YOUR TASK:
Count how many lines in the entries below contain the word "separate", and reply with only that number.

RECORDS FOR THE TASK:

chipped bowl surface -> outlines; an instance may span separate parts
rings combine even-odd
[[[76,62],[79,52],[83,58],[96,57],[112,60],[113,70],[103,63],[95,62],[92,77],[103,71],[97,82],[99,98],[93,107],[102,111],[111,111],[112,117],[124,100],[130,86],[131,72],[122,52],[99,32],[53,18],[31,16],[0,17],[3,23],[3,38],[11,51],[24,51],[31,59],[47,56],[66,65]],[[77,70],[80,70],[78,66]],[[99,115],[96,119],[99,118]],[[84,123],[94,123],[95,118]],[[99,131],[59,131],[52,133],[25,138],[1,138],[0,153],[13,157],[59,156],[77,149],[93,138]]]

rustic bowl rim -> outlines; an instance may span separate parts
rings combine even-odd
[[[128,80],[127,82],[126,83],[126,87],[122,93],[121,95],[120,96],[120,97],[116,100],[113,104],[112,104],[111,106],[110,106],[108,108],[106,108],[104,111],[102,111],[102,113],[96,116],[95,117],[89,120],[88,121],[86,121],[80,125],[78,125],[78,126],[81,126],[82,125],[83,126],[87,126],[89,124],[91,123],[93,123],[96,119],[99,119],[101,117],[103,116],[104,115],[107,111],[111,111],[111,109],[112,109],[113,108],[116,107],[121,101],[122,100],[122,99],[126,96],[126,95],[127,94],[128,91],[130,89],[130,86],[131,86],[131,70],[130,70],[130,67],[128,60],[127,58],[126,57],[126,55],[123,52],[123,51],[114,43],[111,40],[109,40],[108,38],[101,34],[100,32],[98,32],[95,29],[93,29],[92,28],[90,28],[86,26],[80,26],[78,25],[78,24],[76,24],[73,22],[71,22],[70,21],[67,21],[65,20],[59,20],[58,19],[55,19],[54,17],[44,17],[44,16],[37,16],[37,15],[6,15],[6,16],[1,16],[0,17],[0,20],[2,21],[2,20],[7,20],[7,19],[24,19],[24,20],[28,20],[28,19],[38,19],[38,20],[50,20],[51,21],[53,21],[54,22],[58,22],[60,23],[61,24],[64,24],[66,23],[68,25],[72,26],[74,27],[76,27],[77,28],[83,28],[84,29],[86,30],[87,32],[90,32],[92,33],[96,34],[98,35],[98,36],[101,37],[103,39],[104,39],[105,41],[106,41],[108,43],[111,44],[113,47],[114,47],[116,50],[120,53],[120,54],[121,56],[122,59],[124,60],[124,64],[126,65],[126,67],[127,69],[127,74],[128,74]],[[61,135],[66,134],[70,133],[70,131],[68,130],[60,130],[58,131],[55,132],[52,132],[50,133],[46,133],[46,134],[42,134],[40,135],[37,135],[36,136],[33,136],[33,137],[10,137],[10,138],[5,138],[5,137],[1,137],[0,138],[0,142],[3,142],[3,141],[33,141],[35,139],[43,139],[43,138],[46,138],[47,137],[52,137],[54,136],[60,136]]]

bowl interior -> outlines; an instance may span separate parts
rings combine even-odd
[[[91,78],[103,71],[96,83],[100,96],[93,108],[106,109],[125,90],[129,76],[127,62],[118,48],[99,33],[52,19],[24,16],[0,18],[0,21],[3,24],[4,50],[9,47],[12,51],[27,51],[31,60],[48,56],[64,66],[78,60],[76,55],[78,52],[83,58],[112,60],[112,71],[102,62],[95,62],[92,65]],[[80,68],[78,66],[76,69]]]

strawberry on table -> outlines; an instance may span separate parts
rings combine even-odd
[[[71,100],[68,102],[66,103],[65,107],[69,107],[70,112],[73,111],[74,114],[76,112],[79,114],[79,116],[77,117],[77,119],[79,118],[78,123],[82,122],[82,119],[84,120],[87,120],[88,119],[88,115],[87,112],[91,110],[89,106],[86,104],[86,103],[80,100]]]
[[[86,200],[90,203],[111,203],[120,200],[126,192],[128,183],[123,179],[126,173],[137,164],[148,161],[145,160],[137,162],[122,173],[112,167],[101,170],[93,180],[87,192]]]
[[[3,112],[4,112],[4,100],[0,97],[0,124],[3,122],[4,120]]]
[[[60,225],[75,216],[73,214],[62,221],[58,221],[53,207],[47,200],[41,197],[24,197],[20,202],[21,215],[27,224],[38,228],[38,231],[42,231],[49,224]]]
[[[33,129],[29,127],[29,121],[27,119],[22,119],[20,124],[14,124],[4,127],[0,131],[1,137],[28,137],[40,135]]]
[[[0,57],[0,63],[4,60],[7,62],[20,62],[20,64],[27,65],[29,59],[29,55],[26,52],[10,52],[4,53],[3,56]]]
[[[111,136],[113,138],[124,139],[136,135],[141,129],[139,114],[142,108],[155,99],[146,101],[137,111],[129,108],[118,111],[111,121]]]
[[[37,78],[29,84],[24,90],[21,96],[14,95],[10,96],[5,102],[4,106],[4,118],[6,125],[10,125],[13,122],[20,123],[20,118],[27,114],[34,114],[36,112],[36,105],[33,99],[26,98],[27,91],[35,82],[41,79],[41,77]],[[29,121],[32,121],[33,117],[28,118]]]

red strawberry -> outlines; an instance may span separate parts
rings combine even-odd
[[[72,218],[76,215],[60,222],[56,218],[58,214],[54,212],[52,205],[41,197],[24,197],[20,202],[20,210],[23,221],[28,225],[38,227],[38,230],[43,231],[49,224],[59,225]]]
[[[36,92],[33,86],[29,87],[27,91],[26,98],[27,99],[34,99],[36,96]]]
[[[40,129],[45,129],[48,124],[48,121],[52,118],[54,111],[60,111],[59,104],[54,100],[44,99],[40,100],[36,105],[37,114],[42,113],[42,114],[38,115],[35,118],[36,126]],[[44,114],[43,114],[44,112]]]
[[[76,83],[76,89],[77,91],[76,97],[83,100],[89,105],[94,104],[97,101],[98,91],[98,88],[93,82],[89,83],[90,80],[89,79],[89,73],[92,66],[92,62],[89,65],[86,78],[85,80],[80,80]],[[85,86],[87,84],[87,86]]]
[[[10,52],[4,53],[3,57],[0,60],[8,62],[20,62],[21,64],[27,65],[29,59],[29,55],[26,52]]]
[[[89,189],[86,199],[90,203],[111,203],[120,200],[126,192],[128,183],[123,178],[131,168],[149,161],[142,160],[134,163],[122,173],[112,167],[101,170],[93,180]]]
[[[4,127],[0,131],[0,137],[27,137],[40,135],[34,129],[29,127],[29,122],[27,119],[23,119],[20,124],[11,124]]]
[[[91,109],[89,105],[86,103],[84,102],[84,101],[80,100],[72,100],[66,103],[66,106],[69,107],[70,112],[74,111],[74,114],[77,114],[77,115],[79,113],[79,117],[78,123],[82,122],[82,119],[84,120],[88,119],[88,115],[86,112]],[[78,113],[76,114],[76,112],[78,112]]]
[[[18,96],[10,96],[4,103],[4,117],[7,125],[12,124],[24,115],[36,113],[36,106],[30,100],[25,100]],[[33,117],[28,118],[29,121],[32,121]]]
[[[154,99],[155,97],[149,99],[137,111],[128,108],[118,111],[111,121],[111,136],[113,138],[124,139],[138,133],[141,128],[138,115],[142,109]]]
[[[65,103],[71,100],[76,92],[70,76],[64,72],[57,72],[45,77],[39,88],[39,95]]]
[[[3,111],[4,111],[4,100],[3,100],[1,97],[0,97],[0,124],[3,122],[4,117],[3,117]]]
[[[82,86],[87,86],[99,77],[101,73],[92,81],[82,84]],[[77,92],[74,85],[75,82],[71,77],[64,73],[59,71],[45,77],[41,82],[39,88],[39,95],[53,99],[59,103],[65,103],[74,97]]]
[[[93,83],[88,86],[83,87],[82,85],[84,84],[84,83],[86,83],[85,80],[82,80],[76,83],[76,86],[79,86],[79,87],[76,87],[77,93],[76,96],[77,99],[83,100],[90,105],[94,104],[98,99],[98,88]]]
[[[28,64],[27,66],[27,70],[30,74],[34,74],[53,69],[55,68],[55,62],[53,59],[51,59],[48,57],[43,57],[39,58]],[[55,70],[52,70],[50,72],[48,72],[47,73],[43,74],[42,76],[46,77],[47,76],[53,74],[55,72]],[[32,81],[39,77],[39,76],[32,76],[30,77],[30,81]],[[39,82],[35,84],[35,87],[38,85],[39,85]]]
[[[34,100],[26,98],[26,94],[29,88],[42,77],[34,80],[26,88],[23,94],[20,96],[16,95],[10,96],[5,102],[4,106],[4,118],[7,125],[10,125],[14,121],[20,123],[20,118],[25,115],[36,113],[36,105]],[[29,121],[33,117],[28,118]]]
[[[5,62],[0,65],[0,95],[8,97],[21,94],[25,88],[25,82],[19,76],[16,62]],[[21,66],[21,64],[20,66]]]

RESULT BELOW:
5